● DOCUMENT EXTRACT:
──────

For quantum graphs, the first and second cases are the same as in [20]. Up to this point we are only using calculus and the definition of $\kappa _*^{(p)}(g)$ and $c_x(g)$. So more precisely, Propositions 4 and 5 from [20] hold without change to quantum graphs.

For the third case however, we need some effort to carry out the adaptation.

We start with the following lemma.

Lemma B.1

Given $z\in {\mathbb {H}}$, we have that $-\cot \left( \sqrt{z}L\right) \in {\mathbb {H}}$. In particular, assuming $W\equiv 0$, we have that $\zeta ^z(b)\sin \left( \sqrt{z}L_b\right) \in {\mathbb {H}}$.

──────

● EXTRACTED MATERIAL:
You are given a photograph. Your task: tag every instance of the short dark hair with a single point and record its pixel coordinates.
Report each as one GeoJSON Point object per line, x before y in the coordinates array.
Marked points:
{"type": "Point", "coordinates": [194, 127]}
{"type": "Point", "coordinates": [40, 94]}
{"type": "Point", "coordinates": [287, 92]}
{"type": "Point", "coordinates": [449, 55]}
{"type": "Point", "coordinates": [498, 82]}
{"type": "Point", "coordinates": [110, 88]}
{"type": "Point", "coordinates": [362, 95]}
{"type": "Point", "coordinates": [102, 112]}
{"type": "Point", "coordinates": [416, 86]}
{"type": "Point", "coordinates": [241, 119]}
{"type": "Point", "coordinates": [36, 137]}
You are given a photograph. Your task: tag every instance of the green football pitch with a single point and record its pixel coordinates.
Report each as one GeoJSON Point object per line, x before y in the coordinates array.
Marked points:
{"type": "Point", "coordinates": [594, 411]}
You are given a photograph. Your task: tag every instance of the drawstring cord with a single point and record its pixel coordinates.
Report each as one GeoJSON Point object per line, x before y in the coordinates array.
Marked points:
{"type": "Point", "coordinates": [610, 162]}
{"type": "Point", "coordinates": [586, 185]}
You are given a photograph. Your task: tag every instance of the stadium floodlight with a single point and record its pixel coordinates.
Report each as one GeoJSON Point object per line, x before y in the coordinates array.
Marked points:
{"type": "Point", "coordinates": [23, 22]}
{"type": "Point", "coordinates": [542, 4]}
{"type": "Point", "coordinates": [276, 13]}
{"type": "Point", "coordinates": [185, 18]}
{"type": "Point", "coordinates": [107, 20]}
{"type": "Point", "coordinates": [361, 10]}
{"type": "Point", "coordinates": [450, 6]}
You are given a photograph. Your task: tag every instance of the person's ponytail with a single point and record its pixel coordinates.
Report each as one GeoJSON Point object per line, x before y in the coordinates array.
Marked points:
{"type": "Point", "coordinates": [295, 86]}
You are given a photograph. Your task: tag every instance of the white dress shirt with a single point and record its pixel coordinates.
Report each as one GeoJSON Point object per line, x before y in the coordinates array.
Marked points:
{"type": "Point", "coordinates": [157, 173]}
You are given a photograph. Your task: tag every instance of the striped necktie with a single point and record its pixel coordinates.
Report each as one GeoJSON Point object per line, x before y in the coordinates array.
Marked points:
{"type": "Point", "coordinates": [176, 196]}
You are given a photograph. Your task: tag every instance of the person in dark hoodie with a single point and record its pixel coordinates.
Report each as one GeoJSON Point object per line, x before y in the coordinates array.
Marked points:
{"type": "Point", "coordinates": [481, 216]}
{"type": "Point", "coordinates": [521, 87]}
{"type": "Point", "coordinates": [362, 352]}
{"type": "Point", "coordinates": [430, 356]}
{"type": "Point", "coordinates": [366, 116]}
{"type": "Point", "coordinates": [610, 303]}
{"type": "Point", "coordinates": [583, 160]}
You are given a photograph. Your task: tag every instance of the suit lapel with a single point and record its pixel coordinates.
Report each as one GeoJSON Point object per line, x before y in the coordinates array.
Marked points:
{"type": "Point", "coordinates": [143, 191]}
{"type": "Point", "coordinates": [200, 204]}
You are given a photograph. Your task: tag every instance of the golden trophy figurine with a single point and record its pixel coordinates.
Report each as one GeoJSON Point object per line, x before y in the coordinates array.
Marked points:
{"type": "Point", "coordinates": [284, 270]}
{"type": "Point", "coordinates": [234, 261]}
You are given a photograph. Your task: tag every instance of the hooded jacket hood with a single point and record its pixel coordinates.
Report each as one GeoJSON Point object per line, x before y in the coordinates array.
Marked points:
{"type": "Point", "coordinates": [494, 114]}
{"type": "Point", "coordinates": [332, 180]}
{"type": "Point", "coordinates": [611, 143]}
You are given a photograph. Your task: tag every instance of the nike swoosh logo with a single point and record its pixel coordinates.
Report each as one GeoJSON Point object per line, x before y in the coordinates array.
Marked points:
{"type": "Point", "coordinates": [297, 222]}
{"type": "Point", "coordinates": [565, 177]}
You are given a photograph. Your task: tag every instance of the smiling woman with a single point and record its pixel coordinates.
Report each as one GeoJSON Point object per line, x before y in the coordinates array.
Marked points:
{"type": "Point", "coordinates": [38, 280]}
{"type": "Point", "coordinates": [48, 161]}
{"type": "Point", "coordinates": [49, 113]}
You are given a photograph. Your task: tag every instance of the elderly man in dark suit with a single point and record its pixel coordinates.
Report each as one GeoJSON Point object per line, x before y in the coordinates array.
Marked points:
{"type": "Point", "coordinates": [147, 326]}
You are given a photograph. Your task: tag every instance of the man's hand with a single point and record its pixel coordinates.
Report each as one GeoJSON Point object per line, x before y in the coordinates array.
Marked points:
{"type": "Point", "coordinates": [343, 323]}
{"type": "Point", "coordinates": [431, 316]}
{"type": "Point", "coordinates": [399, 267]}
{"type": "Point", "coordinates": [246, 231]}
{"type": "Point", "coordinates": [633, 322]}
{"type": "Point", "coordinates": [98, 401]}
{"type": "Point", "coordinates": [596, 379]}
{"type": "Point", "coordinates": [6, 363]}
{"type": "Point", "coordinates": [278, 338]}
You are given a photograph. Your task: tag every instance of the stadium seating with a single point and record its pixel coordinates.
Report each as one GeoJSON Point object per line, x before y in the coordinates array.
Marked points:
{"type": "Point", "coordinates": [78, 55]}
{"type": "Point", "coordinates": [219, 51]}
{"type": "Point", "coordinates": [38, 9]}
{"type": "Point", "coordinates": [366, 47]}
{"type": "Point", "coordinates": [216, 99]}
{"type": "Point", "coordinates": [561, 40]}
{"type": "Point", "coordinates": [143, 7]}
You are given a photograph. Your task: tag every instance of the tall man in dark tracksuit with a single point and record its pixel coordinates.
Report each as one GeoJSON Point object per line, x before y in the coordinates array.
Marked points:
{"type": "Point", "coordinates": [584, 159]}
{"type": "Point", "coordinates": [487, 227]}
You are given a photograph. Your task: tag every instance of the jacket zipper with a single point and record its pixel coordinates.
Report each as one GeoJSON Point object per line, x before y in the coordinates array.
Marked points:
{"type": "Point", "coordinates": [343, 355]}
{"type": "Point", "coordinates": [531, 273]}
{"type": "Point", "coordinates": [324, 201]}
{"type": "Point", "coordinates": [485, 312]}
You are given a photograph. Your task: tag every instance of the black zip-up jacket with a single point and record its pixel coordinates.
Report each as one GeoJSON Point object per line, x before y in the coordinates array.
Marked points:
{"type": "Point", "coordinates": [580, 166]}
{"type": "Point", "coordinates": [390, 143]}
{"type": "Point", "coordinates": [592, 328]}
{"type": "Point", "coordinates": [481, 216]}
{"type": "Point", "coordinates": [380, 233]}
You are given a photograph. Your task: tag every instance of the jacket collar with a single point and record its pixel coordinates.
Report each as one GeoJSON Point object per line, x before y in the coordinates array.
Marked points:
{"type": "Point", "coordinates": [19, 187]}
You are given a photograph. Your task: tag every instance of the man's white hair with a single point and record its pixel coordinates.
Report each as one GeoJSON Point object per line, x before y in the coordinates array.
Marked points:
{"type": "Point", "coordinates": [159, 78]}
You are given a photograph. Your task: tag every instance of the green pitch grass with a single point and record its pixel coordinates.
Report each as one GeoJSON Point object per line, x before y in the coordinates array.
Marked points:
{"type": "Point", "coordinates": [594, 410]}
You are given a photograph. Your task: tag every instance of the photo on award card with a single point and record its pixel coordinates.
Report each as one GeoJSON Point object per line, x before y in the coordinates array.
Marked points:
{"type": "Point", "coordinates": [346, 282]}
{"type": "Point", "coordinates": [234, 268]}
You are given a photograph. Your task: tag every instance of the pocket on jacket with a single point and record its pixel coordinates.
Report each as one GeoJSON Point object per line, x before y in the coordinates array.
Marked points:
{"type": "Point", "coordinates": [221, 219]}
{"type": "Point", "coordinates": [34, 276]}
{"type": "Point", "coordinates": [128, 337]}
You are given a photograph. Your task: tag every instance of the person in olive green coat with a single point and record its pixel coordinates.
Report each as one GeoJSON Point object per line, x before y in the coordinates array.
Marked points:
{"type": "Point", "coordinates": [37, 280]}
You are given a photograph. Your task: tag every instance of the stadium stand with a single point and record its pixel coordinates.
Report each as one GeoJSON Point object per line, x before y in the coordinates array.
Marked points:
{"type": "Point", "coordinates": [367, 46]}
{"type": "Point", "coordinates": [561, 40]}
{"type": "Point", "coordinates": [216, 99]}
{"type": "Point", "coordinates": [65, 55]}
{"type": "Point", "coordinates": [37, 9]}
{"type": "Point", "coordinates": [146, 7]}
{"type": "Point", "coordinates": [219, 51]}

──────

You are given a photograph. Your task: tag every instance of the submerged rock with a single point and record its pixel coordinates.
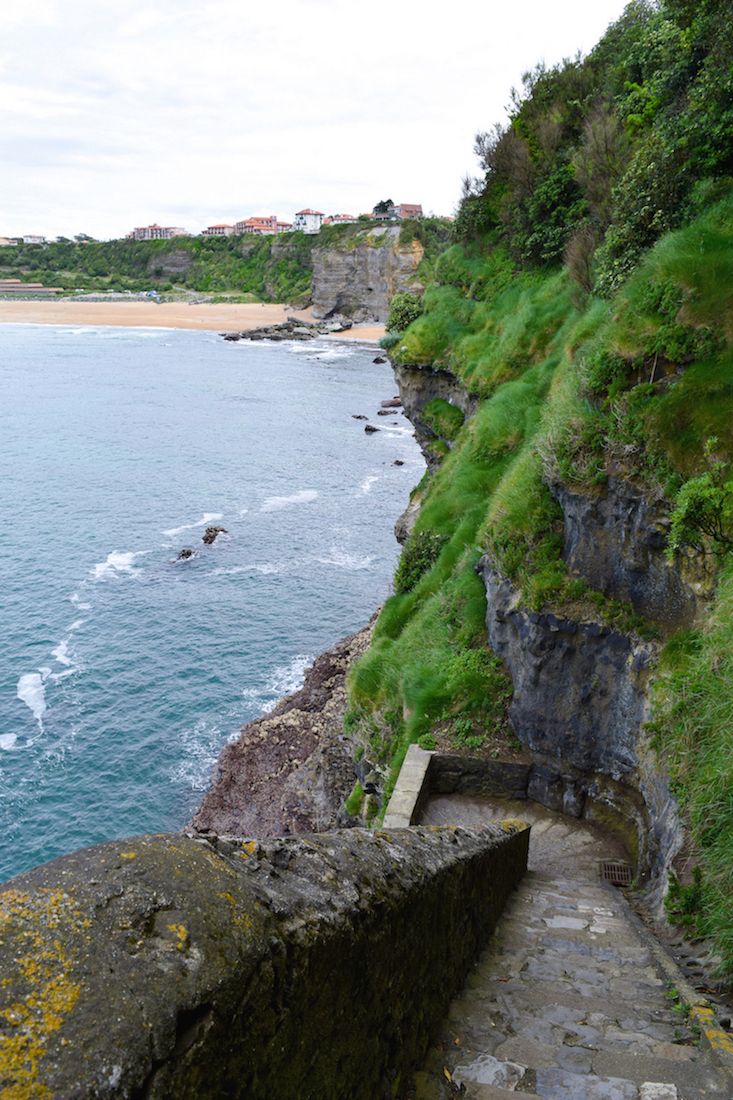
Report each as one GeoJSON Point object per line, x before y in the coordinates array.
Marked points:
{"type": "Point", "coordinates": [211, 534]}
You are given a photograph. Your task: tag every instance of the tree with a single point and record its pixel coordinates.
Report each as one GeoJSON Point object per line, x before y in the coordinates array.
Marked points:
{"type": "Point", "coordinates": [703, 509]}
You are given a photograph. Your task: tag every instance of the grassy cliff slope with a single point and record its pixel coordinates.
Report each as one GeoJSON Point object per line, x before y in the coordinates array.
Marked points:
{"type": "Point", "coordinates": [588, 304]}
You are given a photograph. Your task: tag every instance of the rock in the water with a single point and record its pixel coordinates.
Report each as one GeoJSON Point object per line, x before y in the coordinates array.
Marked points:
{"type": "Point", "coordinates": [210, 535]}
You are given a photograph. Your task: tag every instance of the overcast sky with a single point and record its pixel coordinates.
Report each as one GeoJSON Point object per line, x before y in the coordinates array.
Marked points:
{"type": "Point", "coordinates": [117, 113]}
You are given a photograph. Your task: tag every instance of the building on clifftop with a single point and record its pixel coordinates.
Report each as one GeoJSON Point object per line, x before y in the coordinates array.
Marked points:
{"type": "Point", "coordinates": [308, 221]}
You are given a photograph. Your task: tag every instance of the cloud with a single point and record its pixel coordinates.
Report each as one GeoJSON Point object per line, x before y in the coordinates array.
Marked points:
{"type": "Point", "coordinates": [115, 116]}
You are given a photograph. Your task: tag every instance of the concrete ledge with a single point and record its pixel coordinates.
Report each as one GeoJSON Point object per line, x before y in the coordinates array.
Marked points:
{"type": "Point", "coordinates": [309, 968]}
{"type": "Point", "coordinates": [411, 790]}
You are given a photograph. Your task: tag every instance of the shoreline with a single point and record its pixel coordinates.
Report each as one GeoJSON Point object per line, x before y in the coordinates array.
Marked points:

──────

● WORK TO DO:
Answer these questions about the quantum graphs excerpt:
(a) Which propositions from [20] hold without change for quantum graphs?
(b) Which case needs some effort to adapt?
(c) What assumption about W does Lemma B.1 make for its second statement?
The data shown here comes from a different source than the text.

● TASK RESPONSE:
(a) Propositions 4 and 5
(b) The third case
(c) $W\equiv 0$